### [TASK REQUIREMENTS]
(1) According to the text on Bravais lattices, in which meteorite was the crystal found?
(2) Translate this sentence from the text on Bravais lattices into Spanish: "The work attracted some attention as the crystal was found in the Khatyrka meteorite."
(3) In the text on Bravais lattices, change "crystal" to "specimen" in everything from "# Is the number" down to "tile was found.".

### [SOURCE TEXT]
__________

# Is the number of possible Bravais lattices a mathematical fact?

Almost anyone that has taken a Solid State Physics course will know, that any 3D crystal must be in one of the 14 Bravais lattices due to symmetry operations and space filling.

In 2015, a paper was published in Scientific Reports1 (from Nature publishing group) that reports the findings of a crystal in a forbidden symmetry. The work attracted some attention as the crystal was found in the Khatyrka meteorite. The composition of the crystal was $$\ce{Al_{71}Ni_{24}Fe_5}$$. The figure below shows the high-resolution transmission electron microscopy (HRTEM).

A similar issue came up in the same year when a new 2D tile was found.

Are the claims about the crystals' "forbidden" symmetries due to a mistaken empirical hypothesis, a faulty mathematical theorem, or something else?

1 Bindi, L., Yao, N., Lin, C. et al. Natural quasicrystal with decagonal symmetry. Sci Rep 5, 9111 (2015). (DOI: 10.1038/srep09111)

## 1 Answer

Quasicrystals were known well before 2015. The recent developments is in showing that such crystals exist naturally, rather than just in synthesized samples. The first (nowadays generally accepted) clear demonstration of an aperiodic crystal was published in 1984. Examples of such crystals remain very rare compared to periodic crystals, however. So rare in fact, that the initial discovery was far from universally accepted or believed at first, rather it was ridiculed. For example, Linus Pauling was quoted as saying "There is no such thing as quasicrystals, only quasi-scientists.". However, despite the controversy the first author of that 1984 paper, Dan Schechtman, was vindicated and later awarded the 2011 Nobel prize in Chemistry for this discovery. I would hope this matter is at least mentioned in Solid State courses these days, if only as a lesson in humility.

__________

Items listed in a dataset
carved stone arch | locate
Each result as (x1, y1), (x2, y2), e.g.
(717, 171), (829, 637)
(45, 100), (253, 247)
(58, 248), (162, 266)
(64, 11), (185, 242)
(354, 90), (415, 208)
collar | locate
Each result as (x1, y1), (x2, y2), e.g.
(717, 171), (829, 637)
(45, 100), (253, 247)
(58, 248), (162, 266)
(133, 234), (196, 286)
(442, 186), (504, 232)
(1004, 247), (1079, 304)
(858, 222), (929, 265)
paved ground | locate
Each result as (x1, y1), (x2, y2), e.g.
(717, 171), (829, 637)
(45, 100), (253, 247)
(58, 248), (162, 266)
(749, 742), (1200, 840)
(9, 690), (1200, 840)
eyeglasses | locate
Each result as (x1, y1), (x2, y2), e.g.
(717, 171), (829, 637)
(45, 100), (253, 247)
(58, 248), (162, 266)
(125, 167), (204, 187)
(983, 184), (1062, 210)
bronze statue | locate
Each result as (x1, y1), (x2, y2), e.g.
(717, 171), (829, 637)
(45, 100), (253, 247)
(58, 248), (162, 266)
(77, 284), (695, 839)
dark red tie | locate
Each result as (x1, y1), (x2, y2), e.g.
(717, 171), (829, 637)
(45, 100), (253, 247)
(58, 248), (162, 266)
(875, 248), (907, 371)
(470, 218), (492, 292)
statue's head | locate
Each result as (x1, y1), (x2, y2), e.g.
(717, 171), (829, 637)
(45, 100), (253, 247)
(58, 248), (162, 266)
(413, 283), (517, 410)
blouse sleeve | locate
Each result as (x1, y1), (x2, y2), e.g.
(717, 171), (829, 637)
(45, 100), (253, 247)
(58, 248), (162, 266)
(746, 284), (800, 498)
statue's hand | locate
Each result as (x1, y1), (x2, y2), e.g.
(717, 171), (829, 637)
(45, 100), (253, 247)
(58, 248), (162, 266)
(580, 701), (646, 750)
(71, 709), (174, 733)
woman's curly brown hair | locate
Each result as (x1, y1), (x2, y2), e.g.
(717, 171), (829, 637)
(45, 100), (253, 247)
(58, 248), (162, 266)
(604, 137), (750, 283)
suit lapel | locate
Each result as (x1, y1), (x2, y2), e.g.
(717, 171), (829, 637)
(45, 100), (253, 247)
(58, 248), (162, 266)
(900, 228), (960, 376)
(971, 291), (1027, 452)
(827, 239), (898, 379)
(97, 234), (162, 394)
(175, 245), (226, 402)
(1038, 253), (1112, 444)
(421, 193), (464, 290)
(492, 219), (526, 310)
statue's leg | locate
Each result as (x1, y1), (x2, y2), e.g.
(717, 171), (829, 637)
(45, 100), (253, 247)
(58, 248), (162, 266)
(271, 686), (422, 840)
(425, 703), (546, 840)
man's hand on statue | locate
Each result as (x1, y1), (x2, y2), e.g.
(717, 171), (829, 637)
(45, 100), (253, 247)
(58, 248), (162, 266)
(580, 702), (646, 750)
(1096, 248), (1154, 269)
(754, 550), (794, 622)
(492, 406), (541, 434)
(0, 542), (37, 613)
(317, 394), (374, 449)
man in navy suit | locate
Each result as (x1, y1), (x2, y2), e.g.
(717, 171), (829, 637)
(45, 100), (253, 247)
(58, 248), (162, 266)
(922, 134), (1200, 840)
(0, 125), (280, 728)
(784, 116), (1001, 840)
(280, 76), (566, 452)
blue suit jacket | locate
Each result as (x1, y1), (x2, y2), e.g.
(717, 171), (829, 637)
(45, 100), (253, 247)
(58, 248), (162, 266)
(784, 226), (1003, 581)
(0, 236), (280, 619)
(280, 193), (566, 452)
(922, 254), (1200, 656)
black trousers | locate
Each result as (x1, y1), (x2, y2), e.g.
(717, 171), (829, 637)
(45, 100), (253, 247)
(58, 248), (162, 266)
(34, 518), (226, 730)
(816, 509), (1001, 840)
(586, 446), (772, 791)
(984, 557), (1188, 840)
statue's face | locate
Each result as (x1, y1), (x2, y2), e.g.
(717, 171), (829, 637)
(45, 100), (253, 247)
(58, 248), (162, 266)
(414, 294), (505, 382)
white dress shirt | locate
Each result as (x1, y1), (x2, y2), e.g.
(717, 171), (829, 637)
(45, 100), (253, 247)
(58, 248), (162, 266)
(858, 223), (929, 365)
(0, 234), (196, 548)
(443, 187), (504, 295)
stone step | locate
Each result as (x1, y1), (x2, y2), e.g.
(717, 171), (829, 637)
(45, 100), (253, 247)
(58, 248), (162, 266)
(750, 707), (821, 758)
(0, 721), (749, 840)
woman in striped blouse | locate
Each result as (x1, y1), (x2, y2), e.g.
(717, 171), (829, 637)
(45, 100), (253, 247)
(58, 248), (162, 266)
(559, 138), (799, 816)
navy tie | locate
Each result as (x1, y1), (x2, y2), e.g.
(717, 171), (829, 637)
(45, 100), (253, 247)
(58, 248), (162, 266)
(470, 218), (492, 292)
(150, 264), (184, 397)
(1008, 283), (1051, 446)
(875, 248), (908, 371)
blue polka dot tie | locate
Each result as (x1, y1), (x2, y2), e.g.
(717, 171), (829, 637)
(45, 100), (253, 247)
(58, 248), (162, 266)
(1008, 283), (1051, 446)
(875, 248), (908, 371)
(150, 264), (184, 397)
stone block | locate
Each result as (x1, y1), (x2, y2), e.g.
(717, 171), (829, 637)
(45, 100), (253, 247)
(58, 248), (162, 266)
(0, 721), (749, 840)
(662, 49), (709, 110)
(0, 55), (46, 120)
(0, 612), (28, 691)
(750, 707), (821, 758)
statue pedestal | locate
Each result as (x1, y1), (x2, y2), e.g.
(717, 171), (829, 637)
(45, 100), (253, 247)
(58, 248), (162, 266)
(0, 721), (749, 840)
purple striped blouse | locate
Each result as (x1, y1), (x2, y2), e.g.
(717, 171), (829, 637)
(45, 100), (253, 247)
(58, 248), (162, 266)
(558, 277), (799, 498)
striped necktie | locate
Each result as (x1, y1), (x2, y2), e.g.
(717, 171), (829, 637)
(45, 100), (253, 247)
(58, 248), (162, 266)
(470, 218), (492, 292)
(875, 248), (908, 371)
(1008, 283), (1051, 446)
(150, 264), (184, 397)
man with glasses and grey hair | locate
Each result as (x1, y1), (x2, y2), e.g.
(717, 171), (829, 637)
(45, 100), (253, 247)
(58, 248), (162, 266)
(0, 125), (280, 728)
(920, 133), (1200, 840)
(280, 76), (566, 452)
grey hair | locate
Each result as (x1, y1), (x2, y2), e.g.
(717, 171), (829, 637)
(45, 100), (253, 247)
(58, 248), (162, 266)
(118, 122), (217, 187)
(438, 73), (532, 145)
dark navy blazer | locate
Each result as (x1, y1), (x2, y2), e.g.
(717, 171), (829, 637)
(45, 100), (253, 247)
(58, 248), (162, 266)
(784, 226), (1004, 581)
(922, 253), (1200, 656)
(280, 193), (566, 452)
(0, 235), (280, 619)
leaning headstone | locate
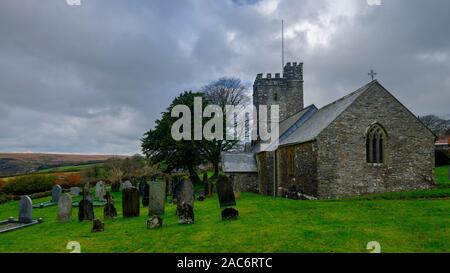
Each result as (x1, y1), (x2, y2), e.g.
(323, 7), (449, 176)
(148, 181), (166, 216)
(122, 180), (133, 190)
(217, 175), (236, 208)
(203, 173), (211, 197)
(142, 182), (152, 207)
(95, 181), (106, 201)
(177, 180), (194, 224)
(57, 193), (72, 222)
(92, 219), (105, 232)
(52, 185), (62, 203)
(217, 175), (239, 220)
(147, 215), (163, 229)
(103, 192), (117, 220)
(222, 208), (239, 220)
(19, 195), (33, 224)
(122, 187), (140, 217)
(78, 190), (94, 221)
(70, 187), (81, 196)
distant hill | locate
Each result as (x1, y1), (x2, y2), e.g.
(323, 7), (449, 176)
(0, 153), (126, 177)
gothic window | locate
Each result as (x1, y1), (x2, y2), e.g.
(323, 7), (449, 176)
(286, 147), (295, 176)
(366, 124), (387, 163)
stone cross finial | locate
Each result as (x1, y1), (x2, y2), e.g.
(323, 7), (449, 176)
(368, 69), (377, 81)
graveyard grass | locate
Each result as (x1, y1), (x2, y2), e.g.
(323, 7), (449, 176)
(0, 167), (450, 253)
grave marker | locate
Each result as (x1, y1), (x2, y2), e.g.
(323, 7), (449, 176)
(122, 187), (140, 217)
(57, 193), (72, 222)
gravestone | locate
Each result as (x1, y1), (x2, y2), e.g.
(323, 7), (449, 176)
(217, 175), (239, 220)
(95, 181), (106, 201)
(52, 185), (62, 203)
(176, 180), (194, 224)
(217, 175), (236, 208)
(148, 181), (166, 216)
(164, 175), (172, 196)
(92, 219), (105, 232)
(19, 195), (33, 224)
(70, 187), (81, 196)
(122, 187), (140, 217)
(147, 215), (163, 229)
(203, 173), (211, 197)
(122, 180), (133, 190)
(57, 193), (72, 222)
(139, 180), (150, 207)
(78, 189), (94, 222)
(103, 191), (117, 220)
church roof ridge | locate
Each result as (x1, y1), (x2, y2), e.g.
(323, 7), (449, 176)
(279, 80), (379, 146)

__________

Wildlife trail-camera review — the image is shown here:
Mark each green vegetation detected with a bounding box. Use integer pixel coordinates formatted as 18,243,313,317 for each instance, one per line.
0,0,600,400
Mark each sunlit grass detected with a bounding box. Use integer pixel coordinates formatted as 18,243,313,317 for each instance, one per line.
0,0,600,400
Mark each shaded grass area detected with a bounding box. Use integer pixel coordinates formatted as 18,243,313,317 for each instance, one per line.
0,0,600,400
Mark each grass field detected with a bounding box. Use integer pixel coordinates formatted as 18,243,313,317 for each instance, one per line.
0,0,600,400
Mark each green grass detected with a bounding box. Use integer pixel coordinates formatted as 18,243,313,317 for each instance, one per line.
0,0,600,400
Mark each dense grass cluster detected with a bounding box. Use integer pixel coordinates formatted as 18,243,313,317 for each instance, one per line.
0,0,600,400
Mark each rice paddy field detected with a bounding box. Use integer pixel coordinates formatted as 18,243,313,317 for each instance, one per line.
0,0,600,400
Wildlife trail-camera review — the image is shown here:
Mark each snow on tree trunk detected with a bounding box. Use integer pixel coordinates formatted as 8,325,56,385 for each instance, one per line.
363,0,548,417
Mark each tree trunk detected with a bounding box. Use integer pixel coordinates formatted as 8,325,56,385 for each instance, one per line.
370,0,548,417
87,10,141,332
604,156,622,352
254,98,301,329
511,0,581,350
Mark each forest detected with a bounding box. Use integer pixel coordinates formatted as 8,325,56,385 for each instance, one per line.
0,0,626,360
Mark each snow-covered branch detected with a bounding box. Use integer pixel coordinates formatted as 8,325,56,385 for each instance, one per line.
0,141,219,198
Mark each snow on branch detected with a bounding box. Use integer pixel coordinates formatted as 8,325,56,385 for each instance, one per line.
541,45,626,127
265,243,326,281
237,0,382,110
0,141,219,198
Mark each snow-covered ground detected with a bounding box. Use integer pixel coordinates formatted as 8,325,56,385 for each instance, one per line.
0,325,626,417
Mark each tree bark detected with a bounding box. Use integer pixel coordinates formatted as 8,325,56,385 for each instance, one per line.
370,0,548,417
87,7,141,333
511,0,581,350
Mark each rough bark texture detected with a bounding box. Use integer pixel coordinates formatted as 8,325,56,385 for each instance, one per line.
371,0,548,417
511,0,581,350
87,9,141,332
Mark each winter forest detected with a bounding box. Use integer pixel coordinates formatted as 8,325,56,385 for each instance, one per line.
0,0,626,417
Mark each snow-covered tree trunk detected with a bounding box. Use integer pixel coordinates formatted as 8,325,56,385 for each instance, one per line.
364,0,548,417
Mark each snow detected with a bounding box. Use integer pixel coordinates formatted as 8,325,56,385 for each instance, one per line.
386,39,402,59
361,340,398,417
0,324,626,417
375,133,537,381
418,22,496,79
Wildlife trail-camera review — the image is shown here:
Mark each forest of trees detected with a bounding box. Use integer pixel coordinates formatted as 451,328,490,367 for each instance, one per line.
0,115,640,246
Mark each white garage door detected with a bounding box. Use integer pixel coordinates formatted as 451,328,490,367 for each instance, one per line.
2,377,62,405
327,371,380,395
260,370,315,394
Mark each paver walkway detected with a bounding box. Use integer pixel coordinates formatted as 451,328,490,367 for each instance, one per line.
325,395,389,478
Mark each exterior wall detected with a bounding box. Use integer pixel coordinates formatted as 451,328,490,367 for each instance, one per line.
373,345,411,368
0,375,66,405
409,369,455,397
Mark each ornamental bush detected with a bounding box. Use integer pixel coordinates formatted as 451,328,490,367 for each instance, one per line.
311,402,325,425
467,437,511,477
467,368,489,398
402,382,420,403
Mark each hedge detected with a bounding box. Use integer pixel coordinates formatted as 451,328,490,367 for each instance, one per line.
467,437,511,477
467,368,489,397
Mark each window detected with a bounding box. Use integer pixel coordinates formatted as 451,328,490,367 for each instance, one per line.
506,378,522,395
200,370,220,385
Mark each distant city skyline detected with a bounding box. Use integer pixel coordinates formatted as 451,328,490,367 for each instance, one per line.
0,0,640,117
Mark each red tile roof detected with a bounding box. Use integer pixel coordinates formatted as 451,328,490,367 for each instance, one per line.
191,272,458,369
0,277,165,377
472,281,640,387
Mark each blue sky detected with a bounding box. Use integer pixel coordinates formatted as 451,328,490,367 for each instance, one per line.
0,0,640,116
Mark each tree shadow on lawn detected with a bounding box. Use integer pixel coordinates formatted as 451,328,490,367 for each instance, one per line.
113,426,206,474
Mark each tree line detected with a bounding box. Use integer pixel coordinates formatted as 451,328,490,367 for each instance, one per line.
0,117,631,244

__________

### [FINAL ANSWERS]
(1) The Khatyrka meteorite.

(2) El trabajo atrajo cierta atención, ya que el cristal se encontró en el meteorito Khatyrka.

(3)
# Is the number of possible Bravais lattices a mathematical fact?

Almost anyone that has taken a Solid State Physics course will know, that any 3D specimen must be in one of the 14 Bravais lattices due to symmetry operations and space filling.

In 2015, a paper was published in Scientific Reports1 (from Nature publishing group) that reports the findings of a specimen in a forbidden symmetry. The work attracted some attention as the specimen was found in the Khatyrka meteorite. The composition of the specimen was $$\ce{Al_{71}Ni_{24}Fe_5}$$. The figure below shows the high-resolution transmission electron microscopy (HRTEM).

A similar issue came up in the same year when a new 2D tile was found.